**TASK BRIEF**. For each line below that contains the word "sleeve", return that line.

Saved data entries:
---+---
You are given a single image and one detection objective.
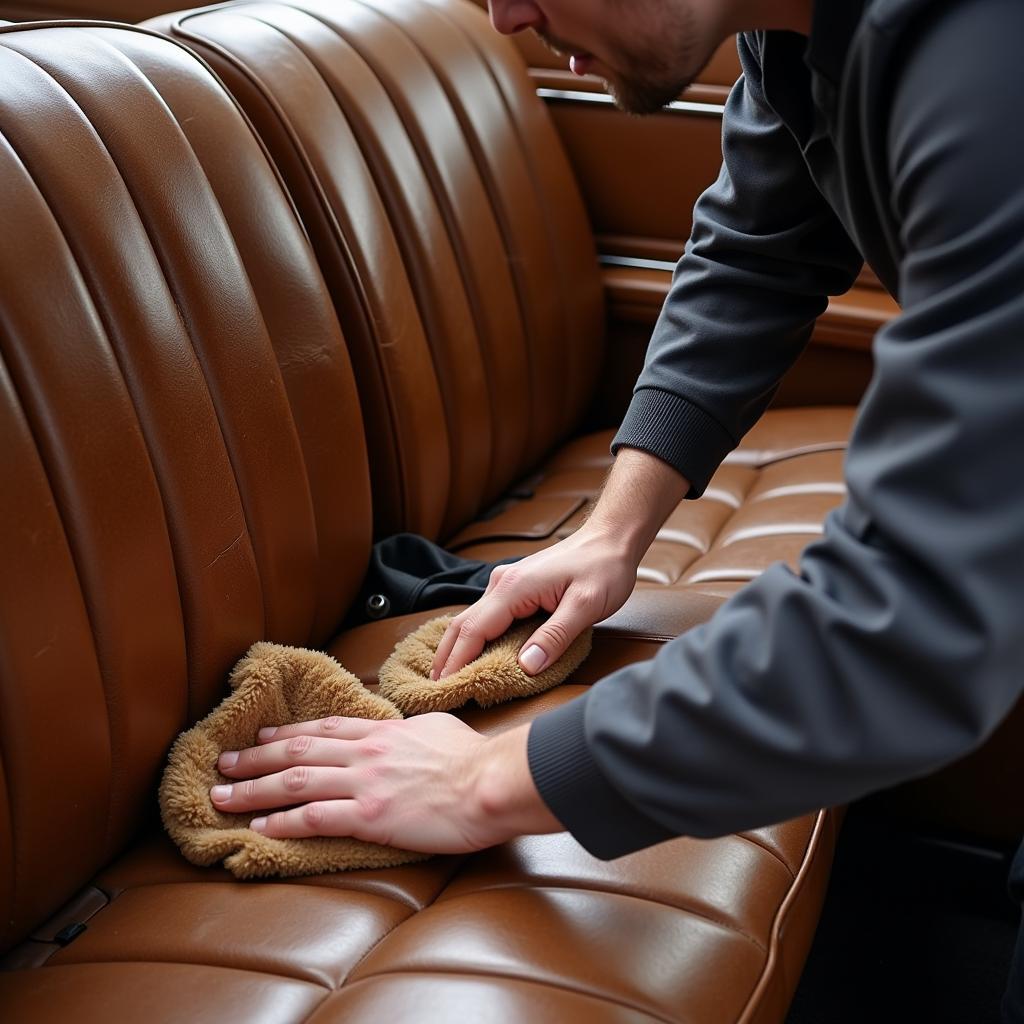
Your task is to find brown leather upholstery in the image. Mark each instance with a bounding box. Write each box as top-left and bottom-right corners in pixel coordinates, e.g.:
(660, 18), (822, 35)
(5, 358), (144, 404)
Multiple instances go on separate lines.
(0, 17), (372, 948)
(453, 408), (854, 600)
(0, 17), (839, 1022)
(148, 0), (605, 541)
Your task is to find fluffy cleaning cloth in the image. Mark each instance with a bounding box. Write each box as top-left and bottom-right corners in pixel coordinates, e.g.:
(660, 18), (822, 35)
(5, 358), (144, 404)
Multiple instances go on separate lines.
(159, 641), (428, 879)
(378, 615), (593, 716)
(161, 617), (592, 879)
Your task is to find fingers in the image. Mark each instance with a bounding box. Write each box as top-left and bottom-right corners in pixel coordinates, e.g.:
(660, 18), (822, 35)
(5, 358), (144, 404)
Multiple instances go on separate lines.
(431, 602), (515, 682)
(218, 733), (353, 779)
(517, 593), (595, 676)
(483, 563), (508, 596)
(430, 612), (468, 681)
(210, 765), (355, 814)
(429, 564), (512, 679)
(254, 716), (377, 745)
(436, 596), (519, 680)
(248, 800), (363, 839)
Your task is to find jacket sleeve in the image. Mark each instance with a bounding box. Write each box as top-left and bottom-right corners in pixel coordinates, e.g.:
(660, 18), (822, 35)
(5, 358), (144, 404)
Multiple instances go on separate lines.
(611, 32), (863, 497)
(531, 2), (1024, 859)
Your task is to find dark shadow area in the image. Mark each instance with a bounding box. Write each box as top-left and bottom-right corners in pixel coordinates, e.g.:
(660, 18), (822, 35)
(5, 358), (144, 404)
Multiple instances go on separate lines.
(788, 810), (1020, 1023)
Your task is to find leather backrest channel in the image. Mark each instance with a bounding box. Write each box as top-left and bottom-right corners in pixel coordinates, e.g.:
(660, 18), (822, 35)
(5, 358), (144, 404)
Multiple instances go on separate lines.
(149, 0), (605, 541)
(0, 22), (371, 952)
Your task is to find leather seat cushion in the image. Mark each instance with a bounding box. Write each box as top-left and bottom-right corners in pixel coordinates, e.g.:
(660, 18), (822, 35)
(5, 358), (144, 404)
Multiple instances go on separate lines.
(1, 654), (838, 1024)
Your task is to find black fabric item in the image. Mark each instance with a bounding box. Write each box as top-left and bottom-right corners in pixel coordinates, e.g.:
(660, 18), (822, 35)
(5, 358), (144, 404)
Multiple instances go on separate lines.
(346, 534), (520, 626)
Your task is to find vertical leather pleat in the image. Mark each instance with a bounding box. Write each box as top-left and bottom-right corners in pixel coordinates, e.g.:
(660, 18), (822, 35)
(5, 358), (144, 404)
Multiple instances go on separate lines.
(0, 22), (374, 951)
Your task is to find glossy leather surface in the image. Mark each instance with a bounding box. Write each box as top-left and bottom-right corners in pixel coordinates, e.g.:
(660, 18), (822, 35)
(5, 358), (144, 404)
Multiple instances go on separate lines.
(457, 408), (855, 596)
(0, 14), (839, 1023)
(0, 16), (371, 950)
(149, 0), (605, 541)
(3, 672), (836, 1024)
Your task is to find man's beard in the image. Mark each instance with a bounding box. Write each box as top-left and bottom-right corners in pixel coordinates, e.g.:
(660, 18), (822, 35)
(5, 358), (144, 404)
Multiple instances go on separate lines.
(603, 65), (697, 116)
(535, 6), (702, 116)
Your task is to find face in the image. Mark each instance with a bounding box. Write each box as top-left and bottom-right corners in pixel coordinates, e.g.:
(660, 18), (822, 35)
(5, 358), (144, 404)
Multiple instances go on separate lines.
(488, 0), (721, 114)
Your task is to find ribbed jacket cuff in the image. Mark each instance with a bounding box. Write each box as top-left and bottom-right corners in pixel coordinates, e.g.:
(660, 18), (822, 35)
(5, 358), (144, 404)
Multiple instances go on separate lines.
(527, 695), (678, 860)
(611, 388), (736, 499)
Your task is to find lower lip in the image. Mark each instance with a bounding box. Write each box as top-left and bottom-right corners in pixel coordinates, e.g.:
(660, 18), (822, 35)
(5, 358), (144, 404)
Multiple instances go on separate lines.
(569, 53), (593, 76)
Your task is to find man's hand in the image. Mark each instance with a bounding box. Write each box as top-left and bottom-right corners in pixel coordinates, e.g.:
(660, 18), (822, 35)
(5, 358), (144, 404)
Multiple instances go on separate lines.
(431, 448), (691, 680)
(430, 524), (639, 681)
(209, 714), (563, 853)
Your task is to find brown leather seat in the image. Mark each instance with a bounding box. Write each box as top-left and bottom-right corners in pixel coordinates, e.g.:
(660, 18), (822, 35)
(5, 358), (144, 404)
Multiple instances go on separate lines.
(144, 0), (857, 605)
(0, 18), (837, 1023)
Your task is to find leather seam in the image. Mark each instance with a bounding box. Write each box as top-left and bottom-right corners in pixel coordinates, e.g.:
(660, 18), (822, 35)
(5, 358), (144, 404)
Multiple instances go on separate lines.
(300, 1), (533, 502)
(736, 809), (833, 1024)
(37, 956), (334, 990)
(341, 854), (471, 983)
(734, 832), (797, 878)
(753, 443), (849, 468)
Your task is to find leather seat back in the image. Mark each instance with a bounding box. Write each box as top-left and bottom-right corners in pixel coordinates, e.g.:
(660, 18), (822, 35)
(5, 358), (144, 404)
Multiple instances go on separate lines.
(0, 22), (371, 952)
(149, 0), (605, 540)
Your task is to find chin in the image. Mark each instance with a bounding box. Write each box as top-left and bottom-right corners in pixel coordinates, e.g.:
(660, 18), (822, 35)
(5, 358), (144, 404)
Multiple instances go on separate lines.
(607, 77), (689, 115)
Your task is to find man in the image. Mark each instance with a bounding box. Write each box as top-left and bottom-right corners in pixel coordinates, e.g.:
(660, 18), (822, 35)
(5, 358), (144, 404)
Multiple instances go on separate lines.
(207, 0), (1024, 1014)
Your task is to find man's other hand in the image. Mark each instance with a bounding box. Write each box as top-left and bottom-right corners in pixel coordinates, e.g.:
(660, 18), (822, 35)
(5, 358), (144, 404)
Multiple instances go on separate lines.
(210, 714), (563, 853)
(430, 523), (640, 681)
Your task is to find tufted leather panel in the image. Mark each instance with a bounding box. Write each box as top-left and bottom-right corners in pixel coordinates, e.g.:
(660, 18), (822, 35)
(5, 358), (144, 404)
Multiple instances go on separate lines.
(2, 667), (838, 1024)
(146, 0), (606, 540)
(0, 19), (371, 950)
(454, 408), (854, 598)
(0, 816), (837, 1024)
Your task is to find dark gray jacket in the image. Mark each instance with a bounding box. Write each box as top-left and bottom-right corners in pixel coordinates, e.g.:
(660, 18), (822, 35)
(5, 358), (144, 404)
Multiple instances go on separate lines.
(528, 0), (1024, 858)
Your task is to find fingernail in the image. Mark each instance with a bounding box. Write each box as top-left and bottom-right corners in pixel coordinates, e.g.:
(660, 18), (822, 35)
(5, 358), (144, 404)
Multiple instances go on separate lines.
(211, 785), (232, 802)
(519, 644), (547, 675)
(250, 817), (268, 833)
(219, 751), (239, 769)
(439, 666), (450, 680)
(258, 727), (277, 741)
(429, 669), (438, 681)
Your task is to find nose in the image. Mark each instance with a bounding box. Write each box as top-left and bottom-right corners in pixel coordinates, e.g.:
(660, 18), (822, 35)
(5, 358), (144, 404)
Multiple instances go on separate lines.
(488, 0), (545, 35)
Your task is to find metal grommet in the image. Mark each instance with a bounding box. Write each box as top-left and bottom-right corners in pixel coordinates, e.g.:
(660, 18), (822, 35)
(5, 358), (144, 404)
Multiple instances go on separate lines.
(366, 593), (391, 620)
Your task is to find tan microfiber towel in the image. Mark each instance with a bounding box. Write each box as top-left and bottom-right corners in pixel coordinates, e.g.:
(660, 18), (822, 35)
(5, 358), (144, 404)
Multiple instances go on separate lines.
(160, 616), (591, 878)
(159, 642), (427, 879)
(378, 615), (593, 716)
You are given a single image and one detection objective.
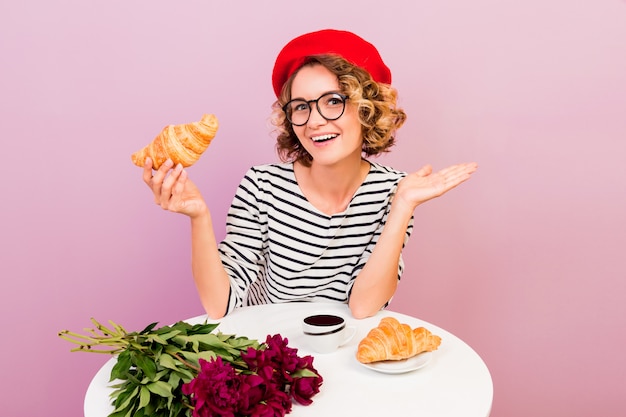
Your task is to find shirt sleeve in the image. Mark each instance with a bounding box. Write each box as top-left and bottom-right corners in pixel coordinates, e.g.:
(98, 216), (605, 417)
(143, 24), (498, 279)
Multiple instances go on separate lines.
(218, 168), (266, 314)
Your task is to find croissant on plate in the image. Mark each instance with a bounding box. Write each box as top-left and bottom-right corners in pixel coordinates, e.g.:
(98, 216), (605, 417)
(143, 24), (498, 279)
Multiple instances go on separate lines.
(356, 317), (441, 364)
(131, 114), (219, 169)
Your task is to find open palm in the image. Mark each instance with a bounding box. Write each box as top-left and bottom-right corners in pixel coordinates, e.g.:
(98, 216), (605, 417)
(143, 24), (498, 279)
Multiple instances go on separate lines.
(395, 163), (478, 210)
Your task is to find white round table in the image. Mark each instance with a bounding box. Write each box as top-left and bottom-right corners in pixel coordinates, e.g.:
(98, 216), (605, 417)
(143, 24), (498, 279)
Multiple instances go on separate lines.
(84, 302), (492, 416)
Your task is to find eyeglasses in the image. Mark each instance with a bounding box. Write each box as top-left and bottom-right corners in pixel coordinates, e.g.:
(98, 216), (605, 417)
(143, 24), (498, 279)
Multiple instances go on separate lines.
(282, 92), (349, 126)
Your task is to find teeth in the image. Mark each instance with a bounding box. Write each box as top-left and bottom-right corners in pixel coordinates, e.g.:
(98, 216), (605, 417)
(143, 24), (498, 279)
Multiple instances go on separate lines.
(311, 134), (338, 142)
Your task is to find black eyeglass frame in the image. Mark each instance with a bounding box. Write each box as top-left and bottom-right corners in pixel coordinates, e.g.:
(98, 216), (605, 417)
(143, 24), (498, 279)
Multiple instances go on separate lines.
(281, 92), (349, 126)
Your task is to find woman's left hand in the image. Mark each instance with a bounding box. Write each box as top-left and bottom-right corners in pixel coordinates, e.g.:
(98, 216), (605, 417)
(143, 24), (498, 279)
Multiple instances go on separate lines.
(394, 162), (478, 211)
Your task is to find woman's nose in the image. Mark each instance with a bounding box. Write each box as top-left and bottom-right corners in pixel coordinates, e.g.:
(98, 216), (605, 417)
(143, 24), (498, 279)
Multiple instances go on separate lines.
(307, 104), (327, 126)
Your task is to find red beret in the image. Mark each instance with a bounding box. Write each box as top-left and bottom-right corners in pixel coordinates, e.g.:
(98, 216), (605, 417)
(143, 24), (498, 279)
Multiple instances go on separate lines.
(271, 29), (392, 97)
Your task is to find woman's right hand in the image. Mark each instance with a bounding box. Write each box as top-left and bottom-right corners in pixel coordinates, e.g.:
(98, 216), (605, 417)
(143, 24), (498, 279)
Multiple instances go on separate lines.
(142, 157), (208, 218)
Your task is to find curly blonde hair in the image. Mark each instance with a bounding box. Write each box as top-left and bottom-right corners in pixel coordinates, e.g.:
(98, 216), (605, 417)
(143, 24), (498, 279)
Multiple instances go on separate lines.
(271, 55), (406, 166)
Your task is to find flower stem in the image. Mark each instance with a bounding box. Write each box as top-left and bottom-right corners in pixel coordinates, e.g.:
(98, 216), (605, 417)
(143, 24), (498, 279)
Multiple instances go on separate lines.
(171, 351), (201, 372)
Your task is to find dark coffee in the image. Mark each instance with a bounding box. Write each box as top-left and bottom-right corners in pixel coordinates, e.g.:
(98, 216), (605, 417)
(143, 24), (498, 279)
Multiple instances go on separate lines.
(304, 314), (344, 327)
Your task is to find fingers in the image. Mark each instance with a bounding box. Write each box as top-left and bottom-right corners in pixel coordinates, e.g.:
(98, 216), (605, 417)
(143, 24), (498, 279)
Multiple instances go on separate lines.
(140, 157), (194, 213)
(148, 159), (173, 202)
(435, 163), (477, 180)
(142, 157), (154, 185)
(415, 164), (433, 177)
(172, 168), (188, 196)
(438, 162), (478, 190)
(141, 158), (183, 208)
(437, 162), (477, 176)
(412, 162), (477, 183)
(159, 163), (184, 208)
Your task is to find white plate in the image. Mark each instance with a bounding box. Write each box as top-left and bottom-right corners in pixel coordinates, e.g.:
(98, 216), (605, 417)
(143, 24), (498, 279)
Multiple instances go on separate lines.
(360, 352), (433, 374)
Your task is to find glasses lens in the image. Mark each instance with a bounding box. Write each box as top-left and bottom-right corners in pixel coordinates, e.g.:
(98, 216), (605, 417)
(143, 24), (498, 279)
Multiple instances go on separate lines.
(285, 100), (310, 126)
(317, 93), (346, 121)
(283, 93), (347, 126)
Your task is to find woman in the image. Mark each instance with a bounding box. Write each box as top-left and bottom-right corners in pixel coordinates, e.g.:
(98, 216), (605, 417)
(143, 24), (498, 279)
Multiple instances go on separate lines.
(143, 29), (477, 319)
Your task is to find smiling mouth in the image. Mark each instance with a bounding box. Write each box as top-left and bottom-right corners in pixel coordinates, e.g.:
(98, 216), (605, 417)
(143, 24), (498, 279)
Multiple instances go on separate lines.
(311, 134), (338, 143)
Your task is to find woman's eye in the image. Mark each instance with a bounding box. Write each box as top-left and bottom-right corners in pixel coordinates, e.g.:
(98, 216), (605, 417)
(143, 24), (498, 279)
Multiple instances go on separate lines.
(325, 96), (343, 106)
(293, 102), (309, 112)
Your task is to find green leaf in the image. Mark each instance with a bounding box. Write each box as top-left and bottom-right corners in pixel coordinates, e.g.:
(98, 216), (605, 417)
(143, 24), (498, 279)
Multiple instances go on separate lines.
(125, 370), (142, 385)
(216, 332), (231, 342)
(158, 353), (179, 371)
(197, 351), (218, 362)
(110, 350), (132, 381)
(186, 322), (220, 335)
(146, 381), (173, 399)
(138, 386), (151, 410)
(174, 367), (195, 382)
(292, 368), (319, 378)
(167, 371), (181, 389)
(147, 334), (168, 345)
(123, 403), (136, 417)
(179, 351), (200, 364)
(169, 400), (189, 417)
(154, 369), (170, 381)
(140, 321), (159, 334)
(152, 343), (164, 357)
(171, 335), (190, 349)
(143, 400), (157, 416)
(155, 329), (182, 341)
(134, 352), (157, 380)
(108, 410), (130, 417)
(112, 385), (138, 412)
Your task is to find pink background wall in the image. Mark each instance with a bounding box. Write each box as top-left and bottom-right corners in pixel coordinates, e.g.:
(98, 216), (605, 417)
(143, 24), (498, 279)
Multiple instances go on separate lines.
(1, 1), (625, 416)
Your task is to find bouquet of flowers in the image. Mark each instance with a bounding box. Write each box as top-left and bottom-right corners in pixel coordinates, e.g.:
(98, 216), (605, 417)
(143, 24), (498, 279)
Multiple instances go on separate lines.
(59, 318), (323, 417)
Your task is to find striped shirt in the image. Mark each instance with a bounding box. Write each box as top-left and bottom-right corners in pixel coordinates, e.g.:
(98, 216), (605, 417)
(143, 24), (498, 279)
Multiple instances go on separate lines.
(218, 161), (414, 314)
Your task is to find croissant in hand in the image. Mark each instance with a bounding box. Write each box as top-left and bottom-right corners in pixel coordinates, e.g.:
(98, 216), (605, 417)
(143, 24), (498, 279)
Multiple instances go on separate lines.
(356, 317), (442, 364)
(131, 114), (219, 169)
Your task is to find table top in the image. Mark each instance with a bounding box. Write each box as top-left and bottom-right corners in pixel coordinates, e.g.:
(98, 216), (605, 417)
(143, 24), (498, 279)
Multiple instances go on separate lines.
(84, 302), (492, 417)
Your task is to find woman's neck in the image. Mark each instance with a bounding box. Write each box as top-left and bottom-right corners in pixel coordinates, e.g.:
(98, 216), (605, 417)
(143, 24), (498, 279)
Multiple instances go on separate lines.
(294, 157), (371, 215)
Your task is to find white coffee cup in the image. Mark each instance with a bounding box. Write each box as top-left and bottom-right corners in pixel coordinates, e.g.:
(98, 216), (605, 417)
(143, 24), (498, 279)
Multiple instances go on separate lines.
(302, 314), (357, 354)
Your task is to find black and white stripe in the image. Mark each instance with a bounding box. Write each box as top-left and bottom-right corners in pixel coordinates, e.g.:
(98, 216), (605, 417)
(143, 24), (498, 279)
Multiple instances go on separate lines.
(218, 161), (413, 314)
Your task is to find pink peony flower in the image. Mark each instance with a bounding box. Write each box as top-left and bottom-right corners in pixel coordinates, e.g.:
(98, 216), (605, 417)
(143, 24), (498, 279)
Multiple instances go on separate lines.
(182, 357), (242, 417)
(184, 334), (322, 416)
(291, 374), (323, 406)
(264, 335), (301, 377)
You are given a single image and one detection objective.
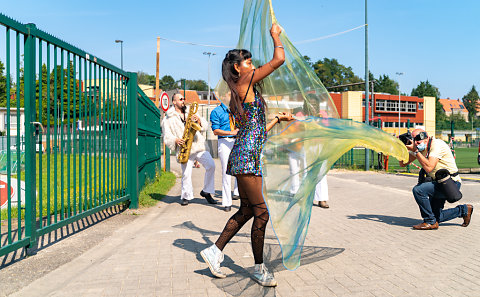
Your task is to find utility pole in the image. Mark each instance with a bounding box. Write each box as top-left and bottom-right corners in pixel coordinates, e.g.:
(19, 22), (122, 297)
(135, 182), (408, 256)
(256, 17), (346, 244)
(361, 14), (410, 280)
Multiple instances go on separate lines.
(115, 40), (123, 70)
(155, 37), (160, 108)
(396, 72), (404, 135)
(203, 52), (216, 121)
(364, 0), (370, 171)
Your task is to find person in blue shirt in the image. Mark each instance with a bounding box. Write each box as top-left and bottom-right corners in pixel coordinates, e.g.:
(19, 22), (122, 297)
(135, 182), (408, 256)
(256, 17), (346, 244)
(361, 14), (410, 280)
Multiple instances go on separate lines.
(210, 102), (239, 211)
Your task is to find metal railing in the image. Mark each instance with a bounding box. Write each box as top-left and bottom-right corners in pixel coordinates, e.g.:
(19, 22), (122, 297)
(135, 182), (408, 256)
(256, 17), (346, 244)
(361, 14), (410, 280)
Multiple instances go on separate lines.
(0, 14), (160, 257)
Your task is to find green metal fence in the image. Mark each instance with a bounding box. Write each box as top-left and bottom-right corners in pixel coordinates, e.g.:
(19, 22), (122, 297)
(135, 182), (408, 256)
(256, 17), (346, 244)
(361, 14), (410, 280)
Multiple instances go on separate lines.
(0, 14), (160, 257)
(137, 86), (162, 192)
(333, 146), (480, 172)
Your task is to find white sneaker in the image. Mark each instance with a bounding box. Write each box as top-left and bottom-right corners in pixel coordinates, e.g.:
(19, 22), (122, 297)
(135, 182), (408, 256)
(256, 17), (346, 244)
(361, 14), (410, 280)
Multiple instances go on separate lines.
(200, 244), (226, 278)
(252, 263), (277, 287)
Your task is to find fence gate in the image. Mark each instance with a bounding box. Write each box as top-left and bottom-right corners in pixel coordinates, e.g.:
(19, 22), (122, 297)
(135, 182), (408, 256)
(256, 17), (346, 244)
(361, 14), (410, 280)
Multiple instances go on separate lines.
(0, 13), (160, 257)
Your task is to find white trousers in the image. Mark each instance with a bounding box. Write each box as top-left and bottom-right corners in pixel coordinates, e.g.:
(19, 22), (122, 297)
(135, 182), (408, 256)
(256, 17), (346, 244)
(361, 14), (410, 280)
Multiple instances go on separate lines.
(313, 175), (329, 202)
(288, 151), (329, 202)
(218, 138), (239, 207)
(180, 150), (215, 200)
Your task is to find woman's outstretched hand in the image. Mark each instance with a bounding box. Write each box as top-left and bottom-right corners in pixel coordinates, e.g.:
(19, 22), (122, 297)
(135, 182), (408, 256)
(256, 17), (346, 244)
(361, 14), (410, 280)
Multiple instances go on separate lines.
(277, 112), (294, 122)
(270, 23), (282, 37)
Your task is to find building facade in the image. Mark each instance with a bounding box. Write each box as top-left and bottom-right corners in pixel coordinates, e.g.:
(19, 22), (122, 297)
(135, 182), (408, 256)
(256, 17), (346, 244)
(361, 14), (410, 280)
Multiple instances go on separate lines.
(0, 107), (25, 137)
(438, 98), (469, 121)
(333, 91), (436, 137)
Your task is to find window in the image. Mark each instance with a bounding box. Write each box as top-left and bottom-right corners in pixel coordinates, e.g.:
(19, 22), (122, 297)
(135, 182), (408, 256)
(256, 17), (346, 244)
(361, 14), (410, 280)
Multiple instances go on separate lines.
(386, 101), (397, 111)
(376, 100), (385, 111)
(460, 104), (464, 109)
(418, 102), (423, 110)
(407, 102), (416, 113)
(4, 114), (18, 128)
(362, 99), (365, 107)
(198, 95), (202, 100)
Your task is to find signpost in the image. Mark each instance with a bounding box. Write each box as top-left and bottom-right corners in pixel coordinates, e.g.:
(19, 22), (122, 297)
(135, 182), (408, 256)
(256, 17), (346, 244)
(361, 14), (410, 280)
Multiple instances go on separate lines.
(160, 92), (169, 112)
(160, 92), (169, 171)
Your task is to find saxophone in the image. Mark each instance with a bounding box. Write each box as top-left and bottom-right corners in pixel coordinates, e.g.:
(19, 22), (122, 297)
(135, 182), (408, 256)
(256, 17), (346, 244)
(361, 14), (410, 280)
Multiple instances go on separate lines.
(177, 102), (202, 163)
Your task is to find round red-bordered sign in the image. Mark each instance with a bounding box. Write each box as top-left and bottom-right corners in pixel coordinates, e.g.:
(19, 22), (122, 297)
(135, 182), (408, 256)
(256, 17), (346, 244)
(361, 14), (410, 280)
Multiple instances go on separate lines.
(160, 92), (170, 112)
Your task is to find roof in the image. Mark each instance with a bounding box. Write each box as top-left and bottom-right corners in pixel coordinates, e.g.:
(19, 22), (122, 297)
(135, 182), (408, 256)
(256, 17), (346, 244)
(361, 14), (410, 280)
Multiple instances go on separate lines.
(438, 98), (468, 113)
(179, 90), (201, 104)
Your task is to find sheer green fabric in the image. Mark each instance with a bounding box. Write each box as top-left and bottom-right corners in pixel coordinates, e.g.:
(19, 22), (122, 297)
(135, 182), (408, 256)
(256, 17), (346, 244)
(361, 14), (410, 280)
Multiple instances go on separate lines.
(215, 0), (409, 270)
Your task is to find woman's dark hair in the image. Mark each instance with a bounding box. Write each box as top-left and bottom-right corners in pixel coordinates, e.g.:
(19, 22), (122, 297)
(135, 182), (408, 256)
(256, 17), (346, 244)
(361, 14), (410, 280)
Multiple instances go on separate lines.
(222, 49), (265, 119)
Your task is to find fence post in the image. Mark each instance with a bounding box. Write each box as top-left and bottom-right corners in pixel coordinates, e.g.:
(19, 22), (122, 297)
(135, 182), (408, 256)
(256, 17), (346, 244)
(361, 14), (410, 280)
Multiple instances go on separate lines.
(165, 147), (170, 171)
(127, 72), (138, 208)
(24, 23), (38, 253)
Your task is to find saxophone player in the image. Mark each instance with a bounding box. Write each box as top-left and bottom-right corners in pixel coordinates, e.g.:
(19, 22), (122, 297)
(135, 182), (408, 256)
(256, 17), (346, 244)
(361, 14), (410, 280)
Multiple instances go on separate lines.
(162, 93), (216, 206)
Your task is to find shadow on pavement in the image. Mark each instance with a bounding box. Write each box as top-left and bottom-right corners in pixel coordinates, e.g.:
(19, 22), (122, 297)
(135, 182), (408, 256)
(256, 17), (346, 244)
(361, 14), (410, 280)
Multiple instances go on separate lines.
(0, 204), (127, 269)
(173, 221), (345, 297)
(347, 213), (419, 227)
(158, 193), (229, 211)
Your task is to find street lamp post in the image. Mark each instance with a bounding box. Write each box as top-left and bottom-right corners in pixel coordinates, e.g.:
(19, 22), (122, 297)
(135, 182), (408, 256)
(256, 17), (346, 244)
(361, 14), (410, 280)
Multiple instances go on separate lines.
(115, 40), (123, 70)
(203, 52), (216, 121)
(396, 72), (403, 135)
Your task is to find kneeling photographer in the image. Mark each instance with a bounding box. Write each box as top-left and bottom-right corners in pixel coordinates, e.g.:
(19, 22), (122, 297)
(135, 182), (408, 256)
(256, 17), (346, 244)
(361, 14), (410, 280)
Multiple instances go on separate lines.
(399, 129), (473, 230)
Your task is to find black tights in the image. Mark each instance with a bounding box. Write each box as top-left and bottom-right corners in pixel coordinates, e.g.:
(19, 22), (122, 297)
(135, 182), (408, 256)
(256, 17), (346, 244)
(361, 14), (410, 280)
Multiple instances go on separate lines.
---+---
**ANSWER AREA**.
Your task is to find jacket sleeve in the image. Mark each instance with a bounding box. Write each box as top-left and bottom-right corners in pixel coordinates, e.g.:
Your task is to find shirt sleeve in the image. Mark each instance with a bounding box. Write each box as top-left and bottom-right corners in pixel coordinates, e.g.:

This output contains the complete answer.